Text block:

Egypt named an interim prime minister yesterday and rich Gulf states poured in $8 billion in aid, as the biggest Arab nation sought ways out of a crisis a day after troops killed dozens of Islamists.

Interim head of state Adli Mansour announced a faster-than-expected timetable to hold elections in about six months. Scorned by the ousted Muslim Brotherhood, he is under mounting pressure to plot a path back to democracy less than a week after the army overthrew the first freely elected president.

A day after 55 people were killed when troops opened fire on Brotherhood supporters, Hazem el-Beblawi, a liberal economist and former finance minister, was named interim prime minister. Former UN diplomat Mohamed ElBaradei, now a liberal party leader, was named deputy president for foreign affairs.

News quickly followed of $8 billion in grants, loans and fuel from Saudi Arabia and the United Arab Emirates.

Crucially, the choice of Beblawi won the acceptance of the ultra-orthodox Islamist Nour Party – sometime ally of toppled President Mohamed Morsi and his Brotherhood. Nour leaders have been courted by the military-backed interim authorities to prove that Islamists will not be marginalised by the new Government.

Information provided:
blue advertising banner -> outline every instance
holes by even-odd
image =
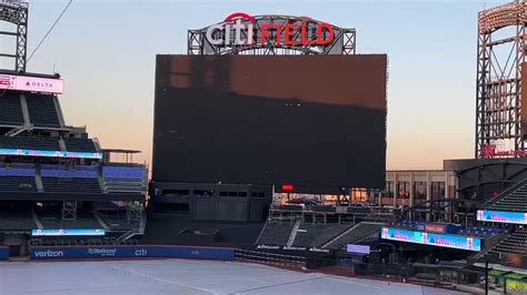
[[[478,210],[478,221],[527,224],[527,213]]]
[[[422,233],[401,228],[382,227],[381,238],[400,241],[407,243],[424,244],[439,247],[450,247],[468,251],[480,251],[481,240],[464,235],[446,235],[435,233]]]
[[[76,159],[77,157],[79,157],[79,159],[102,159],[102,153],[19,150],[19,149],[0,149],[0,154],[2,154],[2,155],[52,156],[52,157],[76,157]]]
[[[9,260],[9,247],[0,247],[0,261]]]
[[[424,233],[425,243],[431,246],[481,251],[481,240],[463,235]]]
[[[74,260],[74,258],[202,258],[235,260],[233,248],[190,247],[190,246],[64,246],[31,247],[31,260]]]
[[[32,236],[105,235],[105,230],[32,230]]]

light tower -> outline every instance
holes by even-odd
[[[3,39],[16,38],[17,47],[14,52],[0,52],[0,58],[14,61],[11,70],[26,72],[27,50],[28,50],[28,2],[20,0],[0,0],[0,21],[14,24],[13,30],[1,31],[0,42]]]
[[[478,13],[475,153],[479,159],[526,155],[527,103],[521,95],[521,78],[527,75],[521,74],[526,10],[527,4],[517,1]]]

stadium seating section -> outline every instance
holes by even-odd
[[[143,167],[103,166],[102,177],[107,192],[141,193],[147,190]]]
[[[37,192],[34,165],[0,163],[0,191]]]
[[[0,136],[0,149],[60,151],[60,144],[54,138]]]
[[[77,217],[76,220],[61,220],[59,217],[40,217],[43,228],[103,228],[95,217]]]
[[[111,231],[130,231],[133,228],[139,228],[139,221],[129,221],[127,216],[107,216],[99,215],[102,222]]]
[[[37,228],[37,224],[29,213],[0,213],[0,231],[31,231]]]
[[[295,224],[288,221],[284,223],[268,221],[261,231],[257,244],[285,246],[294,226]]]
[[[60,128],[59,115],[52,95],[27,94],[29,118],[36,126]]]
[[[43,192],[145,193],[146,171],[138,166],[103,166],[103,189],[99,183],[99,166],[58,166],[42,164],[0,163],[0,191],[37,192],[41,177]],[[37,175],[37,170],[40,174]]]
[[[501,240],[489,253],[498,256],[499,253],[527,255],[527,230],[518,230]]]
[[[44,192],[102,193],[98,179],[42,177]]]
[[[527,212],[527,183],[524,183],[515,190],[505,193],[498,200],[487,205],[488,210]]]
[[[3,93],[0,95],[0,124],[23,125],[22,106],[18,94]]]
[[[321,247],[349,227],[350,225],[305,223],[299,227],[292,245],[298,247]]]
[[[496,227],[471,226],[471,227],[459,230],[457,234],[487,238],[493,235],[503,233],[504,231],[505,231],[504,228],[496,228]]]
[[[366,237],[378,233],[382,225],[384,224],[381,223],[361,222],[346,231],[342,235],[331,241],[326,246],[326,248],[338,250],[345,247],[347,244],[358,243],[365,240]]]
[[[97,152],[96,145],[90,139],[64,139],[66,150],[69,152]]]

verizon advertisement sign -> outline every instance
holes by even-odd
[[[0,89],[61,94],[63,87],[61,79],[0,74]]]

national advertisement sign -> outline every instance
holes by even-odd
[[[484,222],[527,224],[527,213],[478,210],[477,220]]]
[[[382,227],[381,230],[381,237],[386,240],[394,240],[394,241],[401,241],[408,243],[417,243],[422,244],[422,233],[401,230],[401,228],[391,228],[391,227]]]
[[[432,233],[424,233],[422,235],[426,245],[469,251],[481,251],[481,240],[477,237],[463,235],[443,235]]]
[[[435,233],[422,233],[416,231],[382,227],[381,238],[416,243],[430,246],[450,247],[468,251],[480,251],[481,240],[464,235],[446,235]]]
[[[348,253],[369,254],[370,251],[371,250],[368,245],[348,244],[348,246],[346,247],[346,252]]]
[[[61,94],[62,79],[0,74],[0,89]]]
[[[233,248],[191,247],[191,246],[63,246],[31,247],[31,260],[77,260],[77,258],[235,258]]]

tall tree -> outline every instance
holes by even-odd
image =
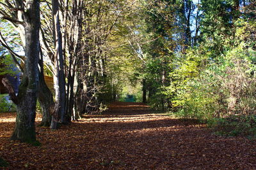
[[[11,85],[6,80],[4,80],[3,83],[10,89],[10,95],[17,108],[15,128],[11,139],[35,143],[36,141],[35,118],[39,81],[40,1],[27,0],[25,3],[26,6],[22,0],[15,1],[18,17],[13,20],[15,24],[24,27],[25,33],[24,40],[26,57],[18,95],[11,93]],[[4,17],[9,20],[13,19],[8,18],[8,16]]]

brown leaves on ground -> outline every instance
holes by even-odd
[[[9,140],[14,117],[0,114],[0,157],[10,169],[256,169],[255,141],[212,135],[142,103],[115,103],[57,131],[37,127],[38,147]]]

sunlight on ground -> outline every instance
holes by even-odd
[[[163,117],[163,115],[161,115],[161,117]],[[102,117],[100,116],[99,117],[99,118],[97,118],[97,117],[95,117],[93,118],[90,118],[90,116],[88,116],[89,118],[86,118],[86,117],[85,118],[81,119],[81,123],[84,123],[84,122],[138,122],[138,121],[143,121],[143,122],[147,122],[147,121],[152,121],[152,120],[164,120],[164,117],[161,117],[159,118],[159,114],[145,114],[145,115],[124,115],[124,116],[118,116],[118,117]]]

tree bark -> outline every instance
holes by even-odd
[[[146,80],[145,79],[143,80],[142,81],[142,102],[147,102],[147,87],[146,87]]]
[[[22,6],[22,1],[19,1]],[[35,119],[39,81],[40,1],[28,0],[26,8],[23,14],[26,60],[24,73],[19,88],[15,128],[11,139],[36,144]]]
[[[57,122],[65,123],[65,82],[64,78],[64,62],[62,51],[61,33],[60,24],[59,4],[58,0],[52,0],[52,30],[55,46],[54,76],[55,89],[54,114],[52,118],[51,128],[57,128]],[[59,121],[60,120],[60,121]]]
[[[41,52],[40,59],[39,60],[39,90],[38,101],[42,108],[42,120],[40,126],[49,127],[52,120],[52,113],[53,111],[53,97],[52,94],[46,85],[44,73],[44,60]]]

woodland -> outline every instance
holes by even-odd
[[[0,167],[255,168],[255,0],[0,0]]]

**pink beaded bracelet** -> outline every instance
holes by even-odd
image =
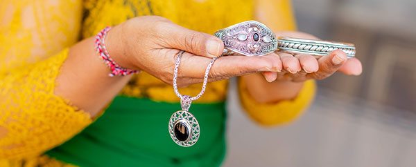
[[[104,61],[105,64],[111,70],[111,72],[108,75],[110,77],[114,77],[115,75],[125,76],[130,74],[135,74],[139,72],[138,70],[126,69],[120,66],[114,61],[110,57],[110,54],[107,51],[105,48],[105,36],[107,33],[111,30],[111,27],[106,27],[103,29],[96,36],[95,40],[95,49],[101,59]]]

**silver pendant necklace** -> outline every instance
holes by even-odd
[[[199,139],[200,130],[198,120],[189,112],[189,108],[192,101],[199,99],[205,92],[207,83],[208,82],[208,75],[209,70],[214,64],[214,62],[218,58],[214,57],[211,60],[211,62],[207,66],[205,74],[204,75],[204,81],[201,91],[196,97],[190,97],[188,95],[182,95],[177,90],[176,80],[177,79],[177,70],[180,63],[180,59],[184,51],[181,50],[177,54],[176,63],[175,63],[175,69],[173,70],[173,85],[175,94],[180,99],[180,106],[182,110],[175,112],[171,119],[169,119],[169,134],[175,143],[182,147],[189,147],[193,146]]]

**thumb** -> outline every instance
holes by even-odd
[[[218,57],[223,53],[224,43],[221,39],[214,35],[177,27],[166,39],[170,47],[207,57]]]

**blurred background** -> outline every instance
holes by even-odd
[[[293,4],[300,30],[355,43],[363,73],[318,81],[304,115],[268,128],[231,86],[224,166],[416,166],[416,1]]]

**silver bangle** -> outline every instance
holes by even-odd
[[[224,42],[223,55],[236,52],[245,56],[261,56],[279,50],[323,56],[339,49],[351,58],[356,52],[352,43],[285,37],[277,39],[270,28],[256,21],[231,26],[217,31],[214,35]]]
[[[215,32],[224,42],[223,55],[237,52],[245,56],[261,56],[277,49],[277,40],[270,28],[256,21],[237,23]]]
[[[279,51],[291,53],[305,53],[323,56],[339,49],[345,52],[348,58],[352,58],[355,57],[356,52],[354,44],[348,43],[281,37],[277,39],[277,43]]]

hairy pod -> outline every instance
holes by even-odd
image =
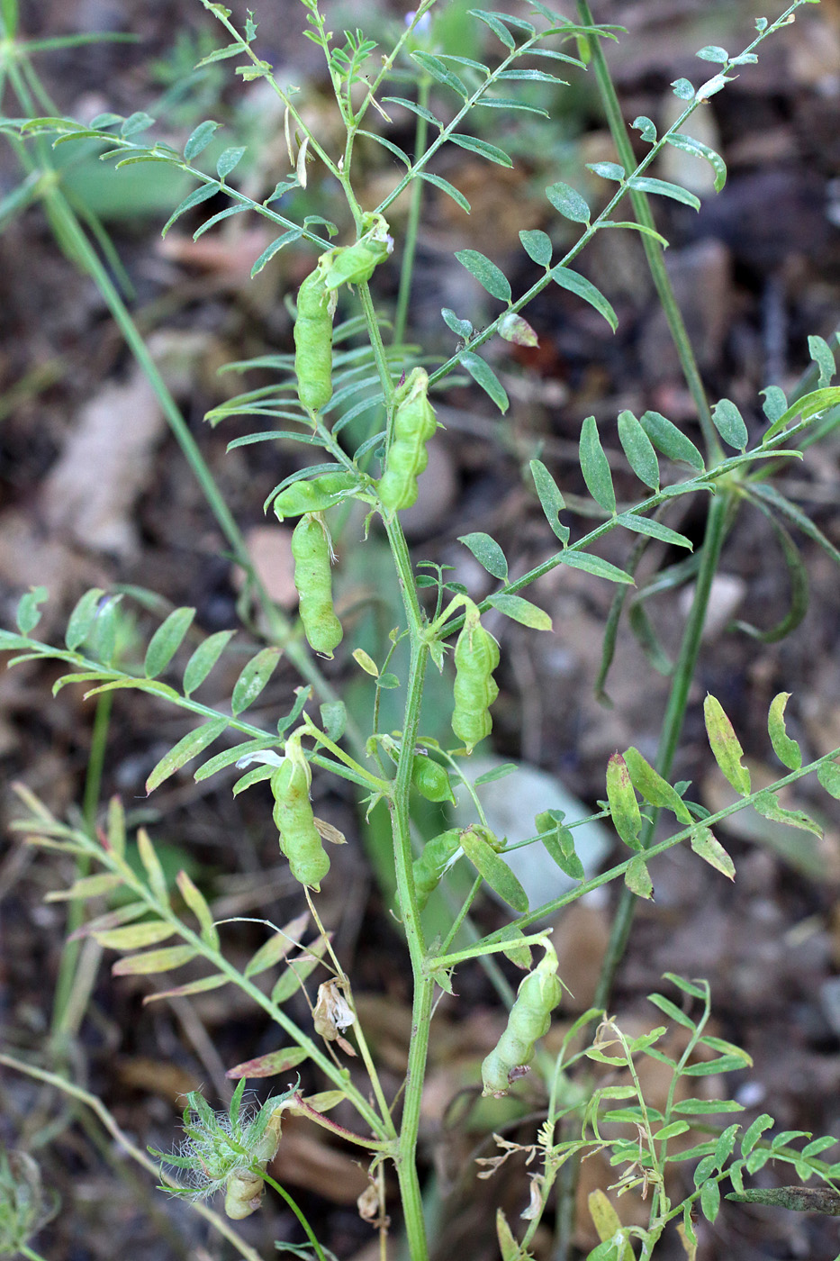
[[[417,910],[423,910],[440,878],[460,847],[460,831],[450,827],[440,836],[426,841],[423,854],[414,860],[414,886],[417,895]]]
[[[225,1216],[233,1222],[250,1217],[260,1207],[265,1194],[265,1182],[250,1169],[237,1169],[225,1187]]]
[[[493,730],[489,707],[498,696],[493,671],[499,654],[496,639],[481,624],[478,609],[470,604],[455,644],[455,707],[452,729],[472,753],[479,740]]]
[[[298,397],[306,411],[320,411],[333,397],[334,301],[319,262],[298,290],[294,327]]]
[[[483,1095],[507,1095],[511,1082],[527,1071],[537,1039],[549,1031],[551,1013],[560,1002],[563,986],[554,946],[546,941],[544,947],[544,957],[517,990],[505,1033],[484,1057]]]
[[[293,482],[275,497],[272,507],[277,521],[301,517],[304,512],[323,512],[339,503],[357,485],[354,473],[322,473],[309,482]]]
[[[417,502],[417,478],[429,463],[426,443],[438,427],[428,392],[425,368],[415,368],[394,396],[391,445],[378,483],[380,499],[388,512],[410,508]]]
[[[332,657],[344,632],[333,609],[329,536],[319,516],[300,518],[291,535],[291,555],[304,633],[314,652]]]
[[[415,753],[414,755],[411,783],[426,801],[450,801],[453,803],[455,801],[449,776],[439,762],[433,762],[425,753]]]
[[[329,857],[315,826],[310,784],[312,770],[300,748],[300,733],[294,733],[286,740],[283,762],[271,776],[272,817],[293,876],[318,893],[329,871]]]

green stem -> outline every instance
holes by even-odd
[[[428,1256],[426,1229],[423,1218],[423,1195],[417,1177],[417,1135],[420,1131],[420,1105],[423,1083],[429,1053],[429,1026],[431,1024],[431,1001],[434,981],[424,968],[425,939],[417,898],[414,885],[414,852],[411,849],[411,830],[409,799],[411,793],[411,770],[414,767],[414,748],[417,743],[420,724],[420,705],[423,701],[423,682],[425,677],[429,648],[424,642],[423,613],[417,603],[411,557],[405,535],[396,514],[385,518],[385,527],[391,543],[396,565],[402,603],[411,633],[411,661],[406,686],[405,716],[402,721],[402,743],[397,759],[397,772],[391,798],[391,818],[394,825],[394,850],[397,895],[405,927],[411,971],[414,975],[414,1004],[411,1013],[411,1043],[409,1047],[409,1068],[405,1082],[405,1102],[400,1127],[399,1155],[396,1158],[400,1194],[405,1217],[405,1231],[411,1261],[425,1261]]]
[[[429,106],[429,92],[431,79],[428,74],[417,84],[417,103],[425,110]],[[414,160],[419,161],[426,148],[426,135],[429,124],[426,119],[417,115],[414,134]],[[415,179],[411,185],[411,206],[409,208],[409,222],[405,230],[405,243],[402,246],[402,264],[400,267],[400,291],[397,293],[396,311],[394,314],[394,344],[397,346],[405,338],[409,322],[409,299],[411,298],[411,281],[414,277],[414,259],[417,248],[417,230],[420,227],[420,211],[423,208],[423,180]]]
[[[671,767],[674,764],[674,758],[680,740],[680,733],[682,731],[682,724],[685,721],[685,712],[689,704],[689,690],[691,687],[694,672],[697,665],[700,641],[703,638],[703,625],[709,608],[711,583],[718,572],[720,552],[726,536],[729,502],[729,493],[720,491],[714,497],[709,507],[706,532],[703,542],[703,556],[700,560],[700,570],[697,572],[694,600],[691,601],[691,612],[682,633],[680,657],[674,671],[668,704],[660,734],[656,769],[663,779],[667,779],[671,773]],[[648,849],[651,845],[653,832],[656,830],[656,821],[657,813],[653,812],[651,821],[645,825],[642,831],[641,842],[643,849]],[[622,888],[618,907],[613,918],[607,953],[604,956],[600,977],[593,999],[594,1008],[603,1008],[605,1010],[609,1006],[613,980],[627,948],[627,941],[629,938],[633,915],[636,914],[637,902],[638,899],[627,886]]]
[[[578,14],[580,15],[581,21],[590,26],[594,25],[588,0],[578,0]],[[626,170],[633,170],[636,166],[636,155],[633,153],[633,146],[627,131],[627,124],[624,122],[624,116],[609,73],[609,67],[607,64],[607,58],[604,57],[600,39],[597,35],[593,35],[589,39],[589,47],[592,48],[592,61],[595,71],[595,78],[598,79],[598,91],[604,106],[604,113],[607,115],[607,122],[609,125],[613,142],[618,151],[618,160]],[[636,221],[643,227],[656,231],[656,221],[653,218],[647,194],[639,193],[637,189],[631,189],[629,198],[633,213],[636,214]],[[662,304],[662,310],[665,311],[665,318],[667,319],[671,337],[680,358],[682,375],[686,380],[694,405],[697,409],[697,416],[700,420],[700,427],[703,429],[708,455],[710,459],[718,460],[723,454],[720,441],[718,439],[718,431],[711,421],[709,400],[706,398],[706,391],[700,377],[700,369],[697,367],[694,347],[691,346],[691,340],[686,332],[682,313],[679,308],[676,298],[674,296],[674,289],[665,266],[662,250],[658,243],[645,232],[639,233],[639,236],[642,237],[642,248],[647,256],[647,265],[651,270],[653,285],[658,294],[660,303]]]
[[[271,1187],[272,1190],[276,1190],[277,1195],[283,1195],[283,1198],[285,1199],[286,1204],[289,1206],[289,1208],[291,1209],[291,1212],[295,1214],[295,1217],[298,1218],[298,1221],[303,1226],[304,1231],[306,1232],[306,1238],[312,1243],[312,1246],[313,1246],[313,1248],[315,1251],[315,1256],[318,1257],[318,1261],[327,1261],[327,1258],[324,1256],[324,1252],[322,1250],[322,1246],[318,1242],[318,1240],[315,1238],[315,1232],[313,1231],[312,1226],[309,1224],[309,1222],[306,1221],[306,1218],[304,1217],[304,1214],[301,1213],[301,1211],[298,1208],[296,1203],[294,1202],[294,1199],[291,1198],[291,1195],[289,1194],[289,1192],[284,1187],[281,1187],[280,1183],[275,1182],[274,1178],[271,1178],[265,1171],[265,1169],[259,1169],[259,1168],[255,1166],[254,1173],[259,1174],[260,1178],[262,1178],[269,1184],[269,1187]]]

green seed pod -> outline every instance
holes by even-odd
[[[388,224],[381,214],[366,214],[363,226],[365,235],[356,245],[339,246],[325,256],[328,257],[324,266],[327,289],[363,284],[394,250],[394,238],[388,235]]]
[[[250,1217],[260,1207],[265,1194],[265,1182],[250,1169],[237,1169],[227,1179],[225,1188],[225,1216],[233,1222]]]
[[[320,517],[306,513],[300,518],[291,535],[291,555],[306,639],[314,652],[332,657],[344,632],[333,609],[329,535]]]
[[[440,878],[460,847],[460,831],[450,827],[431,841],[426,841],[423,854],[414,860],[414,886],[417,894],[417,910],[423,910]]]
[[[323,473],[310,482],[293,482],[274,501],[277,521],[285,517],[301,517],[304,512],[323,512],[347,497],[356,489],[358,478],[354,473]]]
[[[535,1043],[549,1031],[551,1013],[563,996],[563,985],[554,946],[546,941],[544,947],[544,957],[517,990],[505,1033],[482,1063],[483,1095],[497,1098],[507,1095],[511,1082],[527,1071]]]
[[[478,609],[468,605],[467,617],[455,644],[455,707],[452,729],[472,753],[479,740],[493,730],[489,707],[498,696],[493,671],[498,666],[498,644],[481,624]]]
[[[425,368],[415,368],[394,396],[391,445],[378,483],[380,499],[388,512],[410,508],[417,502],[417,478],[429,463],[426,443],[438,427],[428,391]]]
[[[293,876],[318,893],[329,871],[329,857],[312,812],[312,770],[300,748],[300,731],[289,736],[284,759],[271,776],[272,817]]]
[[[320,411],[333,397],[333,315],[319,261],[298,290],[294,327],[298,397],[306,411]]]
[[[426,801],[450,801],[453,803],[455,801],[449,776],[439,762],[433,762],[425,753],[415,753],[414,755],[411,783]]]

Problems and tasks:
[1] Name every person mentioned by name in the Egypt article.
[2] Reproduce the part of the Egypt article that opens with the words containing "Egypt named an" and closes with "freely elected president.", replacing "Scorned" with "Rejected".

Solutions for each task:
[1] Adli Mansour, Hazem el-Beblawi, Mohamed ElBaradei, Mohamed Morsi

[2]
Egypt named an interim prime minister yesterday and rich Gulf states poured in $8 billion in aid, as the biggest Arab nation sought ways out of a crisis a day after troops killed dozens of Islamists.

Interim head of state Adli Mansour announced a faster-than-expected timetable to hold elections in about six months. Rejected by the ousted Muslim Brotherhood, he is under mounting pressure to plot a path back to democracy less than a week after the army overthrew the first freely elected president.